Some rows
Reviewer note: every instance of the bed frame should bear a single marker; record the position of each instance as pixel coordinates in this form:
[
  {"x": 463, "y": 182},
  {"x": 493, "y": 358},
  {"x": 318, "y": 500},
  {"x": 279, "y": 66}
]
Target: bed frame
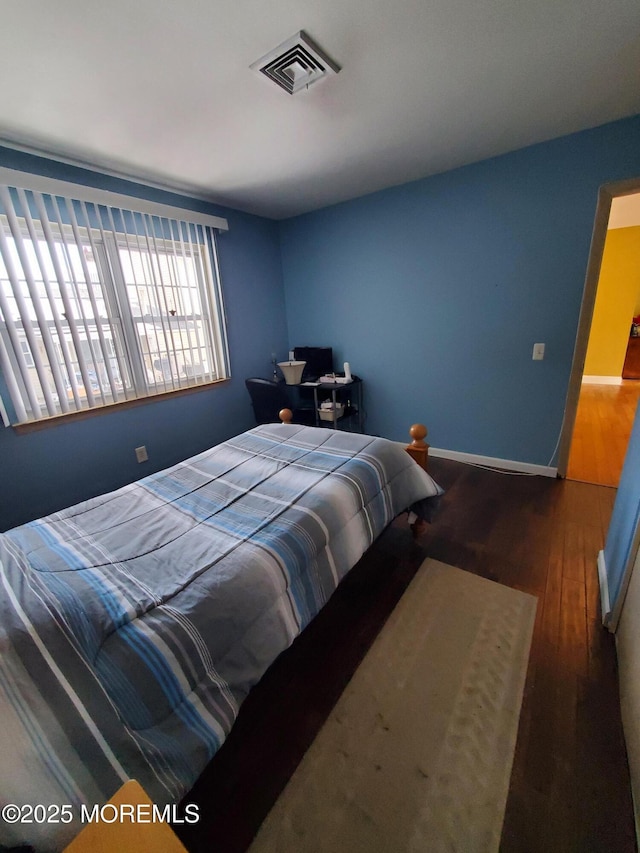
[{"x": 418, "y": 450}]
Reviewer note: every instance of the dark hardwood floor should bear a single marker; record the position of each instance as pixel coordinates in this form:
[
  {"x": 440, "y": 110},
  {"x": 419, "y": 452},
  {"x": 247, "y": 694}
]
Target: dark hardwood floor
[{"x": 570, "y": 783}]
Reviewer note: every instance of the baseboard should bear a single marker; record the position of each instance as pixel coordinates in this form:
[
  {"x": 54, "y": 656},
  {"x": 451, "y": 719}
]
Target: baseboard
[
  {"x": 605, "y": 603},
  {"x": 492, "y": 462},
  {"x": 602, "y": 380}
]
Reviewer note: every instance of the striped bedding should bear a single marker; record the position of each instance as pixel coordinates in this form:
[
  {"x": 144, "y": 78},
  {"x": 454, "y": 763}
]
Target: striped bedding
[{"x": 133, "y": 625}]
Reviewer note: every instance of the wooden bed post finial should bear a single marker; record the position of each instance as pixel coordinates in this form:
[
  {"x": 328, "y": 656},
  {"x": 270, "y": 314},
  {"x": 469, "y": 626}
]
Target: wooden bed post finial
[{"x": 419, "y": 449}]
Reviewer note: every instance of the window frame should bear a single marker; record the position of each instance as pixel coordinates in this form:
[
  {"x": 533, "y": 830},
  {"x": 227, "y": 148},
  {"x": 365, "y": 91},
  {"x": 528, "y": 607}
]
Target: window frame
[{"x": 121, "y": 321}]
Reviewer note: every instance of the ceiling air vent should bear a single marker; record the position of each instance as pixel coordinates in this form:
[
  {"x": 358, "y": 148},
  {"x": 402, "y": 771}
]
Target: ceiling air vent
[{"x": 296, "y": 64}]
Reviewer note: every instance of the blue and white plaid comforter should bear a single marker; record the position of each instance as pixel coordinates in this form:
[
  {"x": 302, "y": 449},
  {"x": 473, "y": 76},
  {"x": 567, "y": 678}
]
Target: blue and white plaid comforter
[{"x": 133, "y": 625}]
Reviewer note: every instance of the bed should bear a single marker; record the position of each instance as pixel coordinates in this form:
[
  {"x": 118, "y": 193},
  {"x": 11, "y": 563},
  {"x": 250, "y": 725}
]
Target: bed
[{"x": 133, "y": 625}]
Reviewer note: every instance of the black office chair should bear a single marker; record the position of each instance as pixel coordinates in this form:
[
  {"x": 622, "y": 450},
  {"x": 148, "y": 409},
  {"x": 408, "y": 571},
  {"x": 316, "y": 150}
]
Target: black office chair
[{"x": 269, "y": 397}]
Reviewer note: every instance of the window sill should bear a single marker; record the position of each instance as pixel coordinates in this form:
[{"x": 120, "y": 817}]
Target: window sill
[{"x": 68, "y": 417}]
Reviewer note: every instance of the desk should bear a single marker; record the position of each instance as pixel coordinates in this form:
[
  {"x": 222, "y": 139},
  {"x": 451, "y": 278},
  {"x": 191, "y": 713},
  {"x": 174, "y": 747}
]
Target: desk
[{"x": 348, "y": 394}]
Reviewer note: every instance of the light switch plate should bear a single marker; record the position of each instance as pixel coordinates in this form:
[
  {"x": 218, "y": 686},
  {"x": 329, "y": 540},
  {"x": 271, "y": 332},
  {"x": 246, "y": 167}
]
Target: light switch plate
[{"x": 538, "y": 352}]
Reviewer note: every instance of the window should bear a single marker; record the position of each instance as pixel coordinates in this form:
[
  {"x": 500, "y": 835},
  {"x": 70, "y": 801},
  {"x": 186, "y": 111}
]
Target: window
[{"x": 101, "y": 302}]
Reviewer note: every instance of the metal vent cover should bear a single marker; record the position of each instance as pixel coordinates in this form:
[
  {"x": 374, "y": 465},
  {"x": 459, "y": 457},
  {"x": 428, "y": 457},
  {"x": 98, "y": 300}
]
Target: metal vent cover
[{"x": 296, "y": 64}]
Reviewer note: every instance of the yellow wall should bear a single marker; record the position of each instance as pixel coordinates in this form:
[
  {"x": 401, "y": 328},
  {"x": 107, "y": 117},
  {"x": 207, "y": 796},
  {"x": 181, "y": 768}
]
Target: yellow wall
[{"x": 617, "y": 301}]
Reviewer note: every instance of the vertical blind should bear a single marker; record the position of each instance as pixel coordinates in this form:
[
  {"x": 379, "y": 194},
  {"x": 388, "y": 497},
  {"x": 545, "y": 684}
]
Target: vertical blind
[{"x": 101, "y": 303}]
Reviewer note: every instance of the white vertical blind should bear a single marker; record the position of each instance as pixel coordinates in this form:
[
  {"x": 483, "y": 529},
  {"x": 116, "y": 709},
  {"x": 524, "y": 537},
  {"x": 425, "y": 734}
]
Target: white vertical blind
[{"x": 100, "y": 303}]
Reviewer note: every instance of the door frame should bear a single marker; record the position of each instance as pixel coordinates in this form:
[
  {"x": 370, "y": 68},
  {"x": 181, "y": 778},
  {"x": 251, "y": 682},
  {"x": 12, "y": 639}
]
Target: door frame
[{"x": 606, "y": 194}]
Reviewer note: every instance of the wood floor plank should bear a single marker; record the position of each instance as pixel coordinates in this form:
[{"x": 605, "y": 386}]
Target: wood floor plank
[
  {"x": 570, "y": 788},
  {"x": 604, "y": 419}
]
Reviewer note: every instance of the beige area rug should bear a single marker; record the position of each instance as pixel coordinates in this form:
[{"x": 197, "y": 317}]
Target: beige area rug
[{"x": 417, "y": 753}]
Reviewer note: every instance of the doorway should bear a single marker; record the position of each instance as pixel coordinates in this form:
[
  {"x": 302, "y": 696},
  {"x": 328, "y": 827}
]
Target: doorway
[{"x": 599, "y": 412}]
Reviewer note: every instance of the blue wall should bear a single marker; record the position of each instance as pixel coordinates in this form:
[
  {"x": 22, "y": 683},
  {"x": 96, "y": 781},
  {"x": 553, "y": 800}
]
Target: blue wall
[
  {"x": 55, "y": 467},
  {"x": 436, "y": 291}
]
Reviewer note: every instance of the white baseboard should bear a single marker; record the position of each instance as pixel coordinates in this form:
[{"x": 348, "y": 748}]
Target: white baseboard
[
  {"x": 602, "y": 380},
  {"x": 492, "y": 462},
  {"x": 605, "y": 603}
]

...

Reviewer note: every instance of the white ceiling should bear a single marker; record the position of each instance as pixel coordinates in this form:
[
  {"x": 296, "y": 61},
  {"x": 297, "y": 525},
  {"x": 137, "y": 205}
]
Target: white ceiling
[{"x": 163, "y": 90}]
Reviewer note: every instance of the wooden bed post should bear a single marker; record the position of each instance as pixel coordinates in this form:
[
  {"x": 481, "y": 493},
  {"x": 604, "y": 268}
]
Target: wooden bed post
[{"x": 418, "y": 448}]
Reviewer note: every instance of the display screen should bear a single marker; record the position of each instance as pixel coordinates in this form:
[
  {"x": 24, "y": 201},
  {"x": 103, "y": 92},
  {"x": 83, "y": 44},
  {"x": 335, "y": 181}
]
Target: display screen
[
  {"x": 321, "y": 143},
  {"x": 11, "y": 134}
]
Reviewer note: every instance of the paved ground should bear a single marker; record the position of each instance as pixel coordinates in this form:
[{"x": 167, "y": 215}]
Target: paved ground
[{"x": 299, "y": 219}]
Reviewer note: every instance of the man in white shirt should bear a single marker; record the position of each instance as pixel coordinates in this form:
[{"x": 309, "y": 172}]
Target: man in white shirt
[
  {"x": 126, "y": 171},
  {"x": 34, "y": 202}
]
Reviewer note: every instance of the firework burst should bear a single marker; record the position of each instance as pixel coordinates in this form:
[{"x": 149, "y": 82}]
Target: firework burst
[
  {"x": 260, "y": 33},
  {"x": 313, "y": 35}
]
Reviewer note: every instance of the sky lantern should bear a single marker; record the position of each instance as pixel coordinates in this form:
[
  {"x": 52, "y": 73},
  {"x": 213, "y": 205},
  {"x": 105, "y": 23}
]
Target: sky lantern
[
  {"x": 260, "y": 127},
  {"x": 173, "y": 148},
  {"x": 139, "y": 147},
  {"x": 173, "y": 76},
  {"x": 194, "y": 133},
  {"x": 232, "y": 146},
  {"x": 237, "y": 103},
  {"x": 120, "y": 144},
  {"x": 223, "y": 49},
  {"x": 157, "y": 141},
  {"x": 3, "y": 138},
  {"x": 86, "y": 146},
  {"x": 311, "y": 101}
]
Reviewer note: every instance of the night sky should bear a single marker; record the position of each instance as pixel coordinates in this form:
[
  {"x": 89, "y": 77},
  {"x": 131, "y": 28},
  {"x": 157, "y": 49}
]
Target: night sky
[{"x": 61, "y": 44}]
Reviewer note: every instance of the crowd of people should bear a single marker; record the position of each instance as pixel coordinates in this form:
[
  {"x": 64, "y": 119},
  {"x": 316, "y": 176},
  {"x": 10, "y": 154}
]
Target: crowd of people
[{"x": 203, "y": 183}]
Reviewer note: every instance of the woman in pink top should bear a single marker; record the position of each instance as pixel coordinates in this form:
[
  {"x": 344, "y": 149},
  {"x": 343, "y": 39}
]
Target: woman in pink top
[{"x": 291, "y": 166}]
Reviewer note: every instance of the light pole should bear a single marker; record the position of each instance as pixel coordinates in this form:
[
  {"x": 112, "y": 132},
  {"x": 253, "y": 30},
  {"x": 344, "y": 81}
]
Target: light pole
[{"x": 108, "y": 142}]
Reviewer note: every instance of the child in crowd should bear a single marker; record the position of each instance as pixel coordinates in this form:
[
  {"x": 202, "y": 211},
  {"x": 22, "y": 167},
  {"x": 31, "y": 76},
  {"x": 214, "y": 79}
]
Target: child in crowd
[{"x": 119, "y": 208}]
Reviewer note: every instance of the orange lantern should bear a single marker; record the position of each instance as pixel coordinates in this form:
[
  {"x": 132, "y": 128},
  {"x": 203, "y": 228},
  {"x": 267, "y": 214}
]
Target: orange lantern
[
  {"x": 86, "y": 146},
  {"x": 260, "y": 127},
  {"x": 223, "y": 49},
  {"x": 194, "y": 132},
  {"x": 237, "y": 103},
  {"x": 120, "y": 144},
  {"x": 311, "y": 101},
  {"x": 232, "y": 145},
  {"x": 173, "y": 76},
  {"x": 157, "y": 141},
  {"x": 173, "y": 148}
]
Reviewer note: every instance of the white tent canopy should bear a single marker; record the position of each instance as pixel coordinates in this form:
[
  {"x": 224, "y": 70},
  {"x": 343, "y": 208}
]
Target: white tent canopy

# Request
Count the lines in the rows above that contain the string "comforter". Reply with that number only.

# Exercise result
2